Return the lines below exactly, starting with the line that contains "of the navy" and stopping after the last line.

# start of Entries supplied

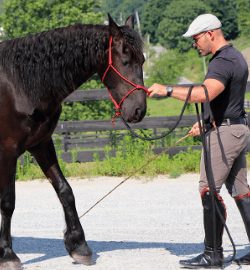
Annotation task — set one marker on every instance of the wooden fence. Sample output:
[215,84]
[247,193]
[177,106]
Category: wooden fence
[80,140]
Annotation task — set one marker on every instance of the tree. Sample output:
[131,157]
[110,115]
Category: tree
[177,17]
[243,7]
[121,9]
[22,17]
[151,16]
[167,67]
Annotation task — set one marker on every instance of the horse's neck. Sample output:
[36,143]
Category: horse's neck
[94,56]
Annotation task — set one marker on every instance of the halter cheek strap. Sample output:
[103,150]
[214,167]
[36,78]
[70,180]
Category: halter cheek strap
[135,86]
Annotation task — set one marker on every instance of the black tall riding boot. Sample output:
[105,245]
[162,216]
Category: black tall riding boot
[244,207]
[212,256]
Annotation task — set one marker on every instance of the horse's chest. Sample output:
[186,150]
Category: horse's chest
[40,129]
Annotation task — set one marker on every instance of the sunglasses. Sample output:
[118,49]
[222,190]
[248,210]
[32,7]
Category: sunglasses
[196,39]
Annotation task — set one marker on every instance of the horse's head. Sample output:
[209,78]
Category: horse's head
[123,75]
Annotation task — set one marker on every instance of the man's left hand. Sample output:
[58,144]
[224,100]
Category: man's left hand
[157,90]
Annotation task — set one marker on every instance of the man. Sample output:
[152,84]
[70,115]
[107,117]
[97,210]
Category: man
[227,132]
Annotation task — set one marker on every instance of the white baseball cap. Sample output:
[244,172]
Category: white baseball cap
[202,23]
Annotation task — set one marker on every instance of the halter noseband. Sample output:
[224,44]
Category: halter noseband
[136,86]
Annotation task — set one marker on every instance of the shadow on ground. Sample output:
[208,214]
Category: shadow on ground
[54,248]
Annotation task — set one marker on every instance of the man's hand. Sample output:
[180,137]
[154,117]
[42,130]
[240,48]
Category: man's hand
[157,90]
[195,130]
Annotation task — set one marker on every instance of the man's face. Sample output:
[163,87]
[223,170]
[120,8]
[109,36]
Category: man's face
[202,43]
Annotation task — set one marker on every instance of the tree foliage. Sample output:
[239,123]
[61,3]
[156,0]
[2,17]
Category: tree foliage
[151,16]
[167,68]
[22,17]
[226,11]
[177,17]
[121,9]
[243,7]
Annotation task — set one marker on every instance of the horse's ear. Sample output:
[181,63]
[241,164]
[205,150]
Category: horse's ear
[113,27]
[130,22]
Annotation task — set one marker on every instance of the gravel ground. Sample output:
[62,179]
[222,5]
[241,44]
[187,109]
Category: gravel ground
[146,224]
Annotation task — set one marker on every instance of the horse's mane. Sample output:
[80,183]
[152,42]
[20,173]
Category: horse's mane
[53,63]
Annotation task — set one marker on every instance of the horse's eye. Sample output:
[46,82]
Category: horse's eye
[126,50]
[125,62]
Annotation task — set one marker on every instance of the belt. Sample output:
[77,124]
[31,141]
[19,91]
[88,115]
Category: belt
[233,121]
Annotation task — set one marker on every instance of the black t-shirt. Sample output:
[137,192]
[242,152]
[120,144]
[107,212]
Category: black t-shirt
[229,67]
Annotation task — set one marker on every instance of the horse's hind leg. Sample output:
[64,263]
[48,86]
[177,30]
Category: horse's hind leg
[73,236]
[8,259]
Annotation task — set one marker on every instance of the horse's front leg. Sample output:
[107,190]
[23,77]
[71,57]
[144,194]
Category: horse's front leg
[8,159]
[73,236]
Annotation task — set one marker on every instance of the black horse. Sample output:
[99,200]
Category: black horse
[36,74]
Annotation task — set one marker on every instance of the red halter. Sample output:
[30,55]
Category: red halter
[136,86]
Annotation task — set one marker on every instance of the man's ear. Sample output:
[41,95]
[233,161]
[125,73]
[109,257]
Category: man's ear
[130,22]
[113,27]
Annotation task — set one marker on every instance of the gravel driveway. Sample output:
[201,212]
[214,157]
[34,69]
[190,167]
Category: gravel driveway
[146,224]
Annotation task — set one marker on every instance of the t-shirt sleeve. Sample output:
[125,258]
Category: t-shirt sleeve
[220,69]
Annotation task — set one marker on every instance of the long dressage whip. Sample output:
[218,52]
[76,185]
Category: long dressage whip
[151,159]
[211,182]
[133,174]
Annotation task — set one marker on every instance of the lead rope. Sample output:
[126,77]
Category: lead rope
[133,174]
[211,182]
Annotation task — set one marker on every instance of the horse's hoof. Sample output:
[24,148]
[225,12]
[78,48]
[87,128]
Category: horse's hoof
[10,265]
[86,260]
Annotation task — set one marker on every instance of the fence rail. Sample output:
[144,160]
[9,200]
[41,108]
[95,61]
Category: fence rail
[87,138]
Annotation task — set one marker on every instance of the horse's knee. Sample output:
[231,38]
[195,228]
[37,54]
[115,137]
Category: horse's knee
[66,196]
[8,207]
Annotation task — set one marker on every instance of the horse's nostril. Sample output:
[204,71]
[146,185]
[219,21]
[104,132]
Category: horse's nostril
[138,113]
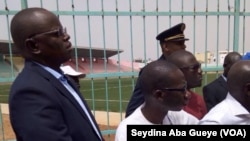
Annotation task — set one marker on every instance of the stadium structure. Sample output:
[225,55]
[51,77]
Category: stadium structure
[84,59]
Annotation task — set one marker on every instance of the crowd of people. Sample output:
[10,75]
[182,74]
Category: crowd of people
[46,105]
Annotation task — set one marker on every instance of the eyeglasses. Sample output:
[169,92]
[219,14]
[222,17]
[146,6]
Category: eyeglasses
[192,67]
[183,89]
[58,32]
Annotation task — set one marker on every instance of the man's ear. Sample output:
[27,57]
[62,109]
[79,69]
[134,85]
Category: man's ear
[158,94]
[32,46]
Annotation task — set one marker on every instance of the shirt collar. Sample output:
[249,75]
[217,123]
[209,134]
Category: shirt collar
[50,70]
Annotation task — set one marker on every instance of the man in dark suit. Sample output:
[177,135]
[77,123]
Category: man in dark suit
[217,90]
[44,105]
[171,40]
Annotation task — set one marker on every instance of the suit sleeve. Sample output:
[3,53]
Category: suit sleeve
[41,112]
[208,95]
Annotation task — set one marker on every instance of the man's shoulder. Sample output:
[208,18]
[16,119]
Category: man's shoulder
[213,83]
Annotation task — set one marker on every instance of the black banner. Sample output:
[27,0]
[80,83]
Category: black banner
[195,132]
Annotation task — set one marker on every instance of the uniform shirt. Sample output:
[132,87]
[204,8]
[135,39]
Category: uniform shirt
[172,118]
[228,111]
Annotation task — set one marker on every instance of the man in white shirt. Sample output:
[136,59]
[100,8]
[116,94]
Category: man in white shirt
[235,108]
[164,88]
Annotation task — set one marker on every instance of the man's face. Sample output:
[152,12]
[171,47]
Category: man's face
[50,43]
[172,46]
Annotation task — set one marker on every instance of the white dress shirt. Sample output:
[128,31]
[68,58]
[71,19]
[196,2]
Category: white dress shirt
[228,111]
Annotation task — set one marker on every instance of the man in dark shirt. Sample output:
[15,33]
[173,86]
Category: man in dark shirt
[216,91]
[171,40]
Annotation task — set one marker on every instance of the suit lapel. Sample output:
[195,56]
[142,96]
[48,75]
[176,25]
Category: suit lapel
[59,86]
[85,103]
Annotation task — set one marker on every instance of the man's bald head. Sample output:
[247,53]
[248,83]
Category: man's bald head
[29,22]
[230,59]
[159,74]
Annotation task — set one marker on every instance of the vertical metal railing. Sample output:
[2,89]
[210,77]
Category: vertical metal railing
[232,42]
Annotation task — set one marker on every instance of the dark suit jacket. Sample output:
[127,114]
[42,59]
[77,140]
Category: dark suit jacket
[42,109]
[215,92]
[137,97]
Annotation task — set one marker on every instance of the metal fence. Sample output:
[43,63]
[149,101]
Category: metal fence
[132,25]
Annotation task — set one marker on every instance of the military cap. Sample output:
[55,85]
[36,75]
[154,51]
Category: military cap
[174,33]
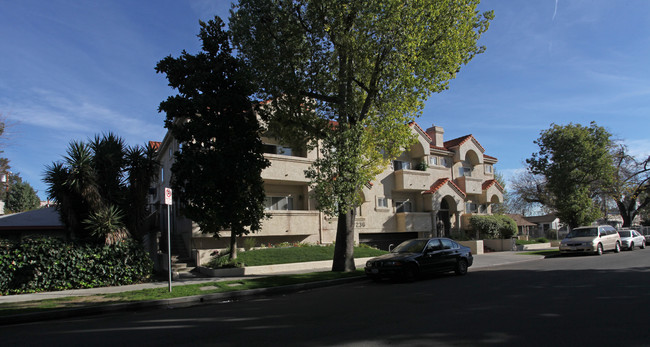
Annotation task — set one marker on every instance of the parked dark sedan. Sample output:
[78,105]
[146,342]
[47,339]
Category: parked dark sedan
[413,257]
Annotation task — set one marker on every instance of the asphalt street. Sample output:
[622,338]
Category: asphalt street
[557,301]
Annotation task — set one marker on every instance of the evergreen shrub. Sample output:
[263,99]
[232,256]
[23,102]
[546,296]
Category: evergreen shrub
[47,264]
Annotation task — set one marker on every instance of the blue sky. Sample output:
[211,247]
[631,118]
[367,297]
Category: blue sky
[72,69]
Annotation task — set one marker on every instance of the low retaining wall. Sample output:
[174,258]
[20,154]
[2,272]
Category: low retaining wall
[534,246]
[324,265]
[476,246]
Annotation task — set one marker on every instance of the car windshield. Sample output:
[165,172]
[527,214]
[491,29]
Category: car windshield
[625,233]
[582,233]
[410,246]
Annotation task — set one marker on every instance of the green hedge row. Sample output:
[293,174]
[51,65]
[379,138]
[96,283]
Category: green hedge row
[494,226]
[50,264]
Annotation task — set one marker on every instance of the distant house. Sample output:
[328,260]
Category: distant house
[39,222]
[545,224]
[523,226]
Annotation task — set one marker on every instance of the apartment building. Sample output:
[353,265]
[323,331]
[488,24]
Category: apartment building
[430,190]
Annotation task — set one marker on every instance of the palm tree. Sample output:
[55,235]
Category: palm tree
[91,189]
[106,224]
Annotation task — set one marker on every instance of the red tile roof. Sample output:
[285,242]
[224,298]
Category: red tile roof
[414,124]
[489,183]
[461,140]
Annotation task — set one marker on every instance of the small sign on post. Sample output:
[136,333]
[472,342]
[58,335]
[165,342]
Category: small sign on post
[168,196]
[168,202]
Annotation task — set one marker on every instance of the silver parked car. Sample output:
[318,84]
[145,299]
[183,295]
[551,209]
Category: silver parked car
[631,238]
[592,239]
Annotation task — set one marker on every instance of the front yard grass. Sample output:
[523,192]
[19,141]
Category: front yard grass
[8,309]
[271,256]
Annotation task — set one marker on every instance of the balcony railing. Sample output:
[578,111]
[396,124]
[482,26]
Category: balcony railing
[413,222]
[412,180]
[286,169]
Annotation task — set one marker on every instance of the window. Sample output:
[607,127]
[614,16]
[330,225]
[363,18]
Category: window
[401,165]
[402,206]
[471,207]
[278,203]
[277,149]
[465,171]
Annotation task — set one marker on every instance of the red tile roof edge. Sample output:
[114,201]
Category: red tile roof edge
[440,183]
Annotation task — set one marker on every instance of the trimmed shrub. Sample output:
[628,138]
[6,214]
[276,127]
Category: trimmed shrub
[494,226]
[47,264]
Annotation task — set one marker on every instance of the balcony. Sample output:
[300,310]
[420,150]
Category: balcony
[286,169]
[293,222]
[470,185]
[413,222]
[412,180]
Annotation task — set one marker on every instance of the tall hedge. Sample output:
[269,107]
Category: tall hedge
[494,226]
[46,264]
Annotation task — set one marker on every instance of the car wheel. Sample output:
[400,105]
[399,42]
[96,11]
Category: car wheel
[461,267]
[411,272]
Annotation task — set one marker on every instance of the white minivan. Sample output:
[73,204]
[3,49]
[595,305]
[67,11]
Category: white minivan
[591,239]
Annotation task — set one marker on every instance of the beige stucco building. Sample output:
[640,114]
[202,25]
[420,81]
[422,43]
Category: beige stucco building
[430,190]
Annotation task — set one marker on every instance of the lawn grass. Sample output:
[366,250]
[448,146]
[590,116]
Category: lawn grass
[7,309]
[271,256]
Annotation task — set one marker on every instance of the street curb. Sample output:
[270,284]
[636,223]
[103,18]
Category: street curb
[181,302]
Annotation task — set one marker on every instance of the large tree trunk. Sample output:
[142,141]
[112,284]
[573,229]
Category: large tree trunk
[233,245]
[344,248]
[626,212]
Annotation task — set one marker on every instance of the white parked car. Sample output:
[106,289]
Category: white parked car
[631,238]
[591,239]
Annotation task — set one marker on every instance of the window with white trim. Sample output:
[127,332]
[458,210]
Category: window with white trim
[278,203]
[471,207]
[401,165]
[278,149]
[402,206]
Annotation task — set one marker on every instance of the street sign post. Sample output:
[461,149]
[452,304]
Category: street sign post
[168,202]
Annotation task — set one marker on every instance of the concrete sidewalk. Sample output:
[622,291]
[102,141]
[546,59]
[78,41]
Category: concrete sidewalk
[481,261]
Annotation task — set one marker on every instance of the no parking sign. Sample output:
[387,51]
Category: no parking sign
[168,196]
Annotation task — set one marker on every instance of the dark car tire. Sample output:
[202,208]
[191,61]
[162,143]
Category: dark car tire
[410,272]
[461,267]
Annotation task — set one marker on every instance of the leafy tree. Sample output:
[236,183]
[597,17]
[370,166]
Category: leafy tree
[93,187]
[529,193]
[577,165]
[352,74]
[631,185]
[218,172]
[20,196]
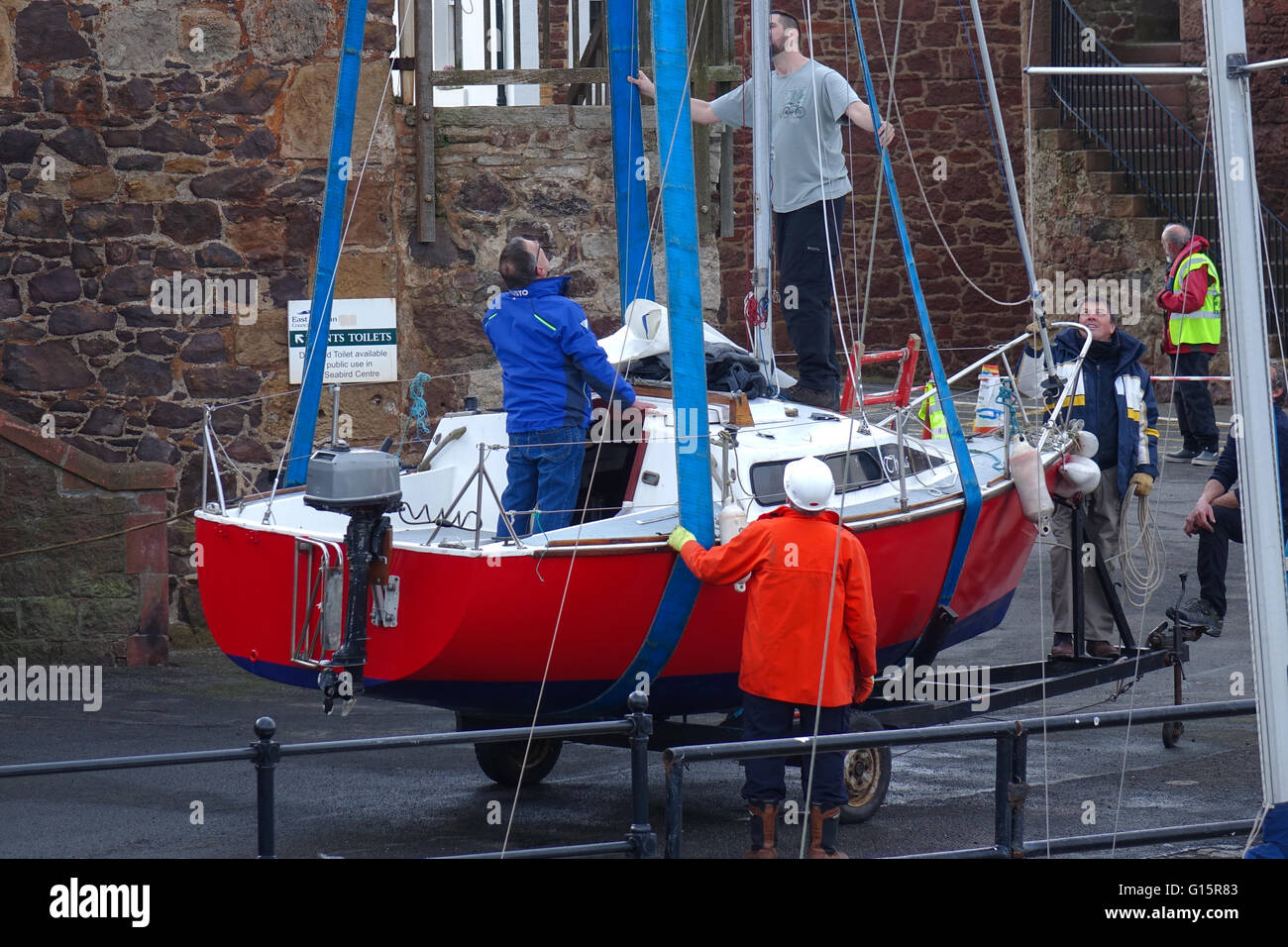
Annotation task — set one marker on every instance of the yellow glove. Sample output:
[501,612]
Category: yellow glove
[678,538]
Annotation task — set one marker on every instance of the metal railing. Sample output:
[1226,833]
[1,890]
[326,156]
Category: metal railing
[640,840]
[1162,158]
[1010,789]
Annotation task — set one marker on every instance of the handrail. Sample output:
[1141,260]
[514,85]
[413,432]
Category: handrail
[1129,121]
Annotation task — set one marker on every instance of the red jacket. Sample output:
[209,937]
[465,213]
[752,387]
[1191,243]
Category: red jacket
[790,557]
[1189,300]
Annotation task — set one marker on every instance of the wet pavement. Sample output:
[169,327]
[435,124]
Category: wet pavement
[425,801]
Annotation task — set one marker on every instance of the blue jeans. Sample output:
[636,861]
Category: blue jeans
[544,474]
[768,719]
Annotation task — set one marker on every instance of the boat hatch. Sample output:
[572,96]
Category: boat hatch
[850,470]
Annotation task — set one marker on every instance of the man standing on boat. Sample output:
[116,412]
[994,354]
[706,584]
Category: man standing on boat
[809,187]
[1116,402]
[809,608]
[1192,333]
[1216,519]
[549,357]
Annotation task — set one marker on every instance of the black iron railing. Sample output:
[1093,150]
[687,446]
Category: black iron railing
[266,754]
[1162,158]
[1010,788]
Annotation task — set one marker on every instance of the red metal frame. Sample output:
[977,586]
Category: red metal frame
[902,393]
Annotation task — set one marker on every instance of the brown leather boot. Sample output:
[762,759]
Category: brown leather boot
[763,826]
[822,832]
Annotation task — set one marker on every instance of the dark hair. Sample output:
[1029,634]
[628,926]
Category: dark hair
[791,22]
[518,263]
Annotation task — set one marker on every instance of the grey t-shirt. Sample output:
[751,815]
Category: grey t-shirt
[805,108]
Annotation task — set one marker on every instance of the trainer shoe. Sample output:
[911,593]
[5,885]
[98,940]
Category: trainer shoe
[1198,613]
[1063,646]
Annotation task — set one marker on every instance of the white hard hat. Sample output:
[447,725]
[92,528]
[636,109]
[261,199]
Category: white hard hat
[807,483]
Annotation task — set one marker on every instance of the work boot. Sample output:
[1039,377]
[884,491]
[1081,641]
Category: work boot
[807,395]
[1103,650]
[1198,613]
[822,832]
[763,826]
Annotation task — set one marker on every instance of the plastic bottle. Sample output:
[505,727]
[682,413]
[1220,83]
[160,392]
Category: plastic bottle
[990,408]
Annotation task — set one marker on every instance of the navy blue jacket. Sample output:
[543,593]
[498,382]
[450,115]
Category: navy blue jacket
[1227,470]
[1137,411]
[549,356]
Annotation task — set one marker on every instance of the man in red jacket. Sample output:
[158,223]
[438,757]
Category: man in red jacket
[1192,333]
[809,622]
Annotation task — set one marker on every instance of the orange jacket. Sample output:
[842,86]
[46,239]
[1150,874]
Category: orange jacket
[790,557]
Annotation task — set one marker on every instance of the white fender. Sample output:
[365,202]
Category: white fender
[1086,445]
[1029,483]
[1078,474]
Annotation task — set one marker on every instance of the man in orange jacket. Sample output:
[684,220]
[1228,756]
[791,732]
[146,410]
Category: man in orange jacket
[809,622]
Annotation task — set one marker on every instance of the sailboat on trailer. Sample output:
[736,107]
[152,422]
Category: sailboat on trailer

# end of Entries supplied

- **Task output**:
Annotation task — set one marker on every instance of the navy blue jacket. Sample output:
[543,593]
[498,382]
[450,115]
Category: navy blue jacket
[1227,470]
[1137,411]
[549,356]
Annotation task — set one marker on every instance of the man in red jacket. Sample output:
[158,223]
[438,757]
Category: man in red jacket
[1192,333]
[809,622]
Annotation task — set one marker on every instance of the orange jacket. Sample output:
[842,86]
[46,239]
[1150,874]
Category: orange jacket
[790,557]
Annotation task — set one marker on every instance of the white fender. Sample output:
[365,202]
Category: white fender
[1086,445]
[1029,483]
[1078,474]
Annotation task — set one marker on every instance of the man in orange jacket. Sample output:
[684,220]
[1228,756]
[791,732]
[146,410]
Category: man in orange jacket
[809,622]
Annotation task — set one marker on every instance of the sailboat on trailer. Sample output:
[736,107]
[152,422]
Category: sailboat on trailer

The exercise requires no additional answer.